Goal of the exercise
In the records below, find the line containing "of the shop"; give it again exactly, along with every line that follows, and nothing else.

Items from a dataset:
========

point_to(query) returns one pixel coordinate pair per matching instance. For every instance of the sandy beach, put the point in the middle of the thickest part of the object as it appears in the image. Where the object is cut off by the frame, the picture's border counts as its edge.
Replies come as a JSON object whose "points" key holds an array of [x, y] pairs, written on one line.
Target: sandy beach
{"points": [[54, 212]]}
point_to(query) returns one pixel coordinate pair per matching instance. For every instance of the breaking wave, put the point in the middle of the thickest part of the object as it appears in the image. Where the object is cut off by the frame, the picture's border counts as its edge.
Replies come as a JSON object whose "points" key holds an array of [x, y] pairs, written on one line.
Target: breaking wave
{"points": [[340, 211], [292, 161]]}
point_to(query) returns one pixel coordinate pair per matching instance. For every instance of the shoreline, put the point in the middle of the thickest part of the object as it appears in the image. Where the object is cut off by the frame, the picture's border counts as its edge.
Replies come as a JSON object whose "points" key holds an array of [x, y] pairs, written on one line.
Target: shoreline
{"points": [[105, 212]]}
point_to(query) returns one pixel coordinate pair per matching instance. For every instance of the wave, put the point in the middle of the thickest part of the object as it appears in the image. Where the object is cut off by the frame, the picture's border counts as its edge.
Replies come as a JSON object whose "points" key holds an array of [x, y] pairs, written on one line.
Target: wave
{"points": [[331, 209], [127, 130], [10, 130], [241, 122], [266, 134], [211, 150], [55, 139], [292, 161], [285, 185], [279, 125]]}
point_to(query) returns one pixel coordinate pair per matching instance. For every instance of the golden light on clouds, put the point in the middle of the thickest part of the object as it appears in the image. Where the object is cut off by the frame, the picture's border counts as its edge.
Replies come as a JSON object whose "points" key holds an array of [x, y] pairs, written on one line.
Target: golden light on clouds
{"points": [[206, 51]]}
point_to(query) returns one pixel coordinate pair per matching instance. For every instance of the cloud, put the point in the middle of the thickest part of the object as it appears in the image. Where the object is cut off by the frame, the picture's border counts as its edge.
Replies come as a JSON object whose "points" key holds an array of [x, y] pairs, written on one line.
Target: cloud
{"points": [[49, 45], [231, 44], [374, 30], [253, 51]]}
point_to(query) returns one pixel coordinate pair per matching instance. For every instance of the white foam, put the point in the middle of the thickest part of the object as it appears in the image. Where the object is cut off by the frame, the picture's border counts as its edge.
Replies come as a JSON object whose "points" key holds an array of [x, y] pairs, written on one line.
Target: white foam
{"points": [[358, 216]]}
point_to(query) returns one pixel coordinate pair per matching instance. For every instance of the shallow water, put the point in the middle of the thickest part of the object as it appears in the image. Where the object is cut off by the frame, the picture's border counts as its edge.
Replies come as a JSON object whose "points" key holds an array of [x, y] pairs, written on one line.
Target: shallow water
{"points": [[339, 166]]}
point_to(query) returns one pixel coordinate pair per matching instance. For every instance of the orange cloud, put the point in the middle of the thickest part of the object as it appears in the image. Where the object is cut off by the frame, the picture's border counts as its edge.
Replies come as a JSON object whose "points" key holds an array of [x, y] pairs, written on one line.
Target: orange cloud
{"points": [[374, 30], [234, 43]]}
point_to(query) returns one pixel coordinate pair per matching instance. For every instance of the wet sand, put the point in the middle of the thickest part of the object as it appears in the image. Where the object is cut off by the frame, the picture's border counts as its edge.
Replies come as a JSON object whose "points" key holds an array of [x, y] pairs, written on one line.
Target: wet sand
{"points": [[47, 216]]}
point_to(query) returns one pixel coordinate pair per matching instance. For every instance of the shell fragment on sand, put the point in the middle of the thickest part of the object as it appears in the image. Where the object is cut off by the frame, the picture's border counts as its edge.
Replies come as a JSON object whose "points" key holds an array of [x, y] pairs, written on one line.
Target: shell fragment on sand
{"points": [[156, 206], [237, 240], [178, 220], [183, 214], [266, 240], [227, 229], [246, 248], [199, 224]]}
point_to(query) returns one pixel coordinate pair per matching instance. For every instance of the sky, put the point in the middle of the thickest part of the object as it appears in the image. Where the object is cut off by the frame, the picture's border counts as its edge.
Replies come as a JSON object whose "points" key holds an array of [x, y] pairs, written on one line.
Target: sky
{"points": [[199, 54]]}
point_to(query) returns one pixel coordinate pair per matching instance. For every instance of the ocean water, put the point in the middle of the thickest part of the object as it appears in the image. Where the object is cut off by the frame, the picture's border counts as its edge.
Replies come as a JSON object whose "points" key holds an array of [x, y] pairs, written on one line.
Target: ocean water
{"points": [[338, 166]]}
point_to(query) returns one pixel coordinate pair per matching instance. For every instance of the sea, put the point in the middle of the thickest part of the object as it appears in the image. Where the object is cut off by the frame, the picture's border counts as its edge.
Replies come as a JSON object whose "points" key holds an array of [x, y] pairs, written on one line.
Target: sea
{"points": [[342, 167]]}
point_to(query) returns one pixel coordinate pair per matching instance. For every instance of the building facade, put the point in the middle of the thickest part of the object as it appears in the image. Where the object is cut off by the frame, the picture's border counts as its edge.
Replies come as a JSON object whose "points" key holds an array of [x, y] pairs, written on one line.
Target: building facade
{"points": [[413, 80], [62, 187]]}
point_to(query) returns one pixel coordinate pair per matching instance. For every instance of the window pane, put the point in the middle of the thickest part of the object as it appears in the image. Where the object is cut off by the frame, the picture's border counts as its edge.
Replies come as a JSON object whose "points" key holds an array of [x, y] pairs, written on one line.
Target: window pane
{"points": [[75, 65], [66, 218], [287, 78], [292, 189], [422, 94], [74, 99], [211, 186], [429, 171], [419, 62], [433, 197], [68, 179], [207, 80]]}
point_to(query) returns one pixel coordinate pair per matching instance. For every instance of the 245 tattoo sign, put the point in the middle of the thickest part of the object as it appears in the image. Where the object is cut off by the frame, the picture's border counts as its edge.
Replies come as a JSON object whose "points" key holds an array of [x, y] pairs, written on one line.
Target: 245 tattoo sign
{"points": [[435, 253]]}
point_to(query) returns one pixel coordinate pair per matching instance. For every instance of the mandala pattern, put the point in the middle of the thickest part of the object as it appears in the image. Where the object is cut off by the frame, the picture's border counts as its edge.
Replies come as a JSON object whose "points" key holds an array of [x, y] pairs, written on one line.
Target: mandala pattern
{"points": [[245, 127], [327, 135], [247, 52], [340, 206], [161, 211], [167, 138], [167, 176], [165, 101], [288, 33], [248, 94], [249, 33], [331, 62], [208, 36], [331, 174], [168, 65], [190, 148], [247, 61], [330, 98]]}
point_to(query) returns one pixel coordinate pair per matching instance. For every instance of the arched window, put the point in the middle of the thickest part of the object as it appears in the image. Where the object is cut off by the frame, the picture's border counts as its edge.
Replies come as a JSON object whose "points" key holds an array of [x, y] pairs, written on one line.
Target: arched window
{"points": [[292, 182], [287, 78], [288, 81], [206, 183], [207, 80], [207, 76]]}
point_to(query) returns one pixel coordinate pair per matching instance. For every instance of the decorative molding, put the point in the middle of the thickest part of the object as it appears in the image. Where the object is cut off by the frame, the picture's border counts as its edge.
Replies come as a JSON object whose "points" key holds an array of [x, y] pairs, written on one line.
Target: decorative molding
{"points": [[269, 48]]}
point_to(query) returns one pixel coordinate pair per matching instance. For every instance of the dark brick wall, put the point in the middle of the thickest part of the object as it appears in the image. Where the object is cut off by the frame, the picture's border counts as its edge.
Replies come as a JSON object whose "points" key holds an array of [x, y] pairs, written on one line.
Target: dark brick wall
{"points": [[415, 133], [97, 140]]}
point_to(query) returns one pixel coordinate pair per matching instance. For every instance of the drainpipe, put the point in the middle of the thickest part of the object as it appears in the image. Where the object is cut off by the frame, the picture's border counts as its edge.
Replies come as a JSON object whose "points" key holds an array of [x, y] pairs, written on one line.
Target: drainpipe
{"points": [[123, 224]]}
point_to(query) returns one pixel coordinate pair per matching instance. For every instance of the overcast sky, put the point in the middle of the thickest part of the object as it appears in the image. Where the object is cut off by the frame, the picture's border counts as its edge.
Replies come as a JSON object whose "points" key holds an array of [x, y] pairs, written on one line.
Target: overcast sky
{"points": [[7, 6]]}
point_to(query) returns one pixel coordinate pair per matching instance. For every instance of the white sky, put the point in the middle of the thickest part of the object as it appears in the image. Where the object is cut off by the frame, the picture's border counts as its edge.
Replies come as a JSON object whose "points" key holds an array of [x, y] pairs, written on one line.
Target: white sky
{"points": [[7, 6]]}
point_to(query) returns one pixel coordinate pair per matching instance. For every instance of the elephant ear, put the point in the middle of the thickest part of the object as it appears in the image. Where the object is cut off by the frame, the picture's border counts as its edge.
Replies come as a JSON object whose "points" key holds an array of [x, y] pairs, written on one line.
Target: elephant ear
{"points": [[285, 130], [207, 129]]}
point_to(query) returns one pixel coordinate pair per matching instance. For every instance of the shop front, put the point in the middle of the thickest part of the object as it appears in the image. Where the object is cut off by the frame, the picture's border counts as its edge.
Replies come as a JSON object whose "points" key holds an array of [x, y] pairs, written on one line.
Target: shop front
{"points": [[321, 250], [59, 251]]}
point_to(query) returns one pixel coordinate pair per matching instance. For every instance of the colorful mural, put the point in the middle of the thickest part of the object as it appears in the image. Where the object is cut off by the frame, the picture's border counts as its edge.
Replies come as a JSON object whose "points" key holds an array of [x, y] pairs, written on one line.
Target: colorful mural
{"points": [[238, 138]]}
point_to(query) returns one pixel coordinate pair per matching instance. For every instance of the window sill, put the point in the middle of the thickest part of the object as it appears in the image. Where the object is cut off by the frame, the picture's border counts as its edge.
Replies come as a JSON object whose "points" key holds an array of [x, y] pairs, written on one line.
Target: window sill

========

Result of the exercise
point_to(query) returns one pixel coordinate pair per matching instance. For every instance of the shop front, put the point in the middle of the thickest part of the object as it appears in the image. Where the object is cut off by the frame, the picture's border counts as its edge.
Replies come as a JSON object whose "points" key holds an array of [x, y] pairs, written on one line.
Target: shop front
{"points": [[321, 250], [59, 251]]}
point_to(query) returns one pixel coordinate pair per matching instance. For every instance of the colorful mural, put the point in the middle of the thickest part of the object as it appears in the image. Where the object is cut off by the frame, the picture's border counts as its edge.
Replies come as a JSON object whose "points" key holds an array of [x, y] pairs, written on one line.
Target: colorful mural
{"points": [[238, 138]]}
point_to(query) returns one pixel coordinate pair per matching instance. For every instance of the window sill, put the point in the middle of the thickest part of the object as it appears in the image. Where the object is cut off by the frame, the picture's border counts as its edge.
Replies come as a JSON object whose "points" key holds an array of [x, y] pairs, written on one line.
Target: window sill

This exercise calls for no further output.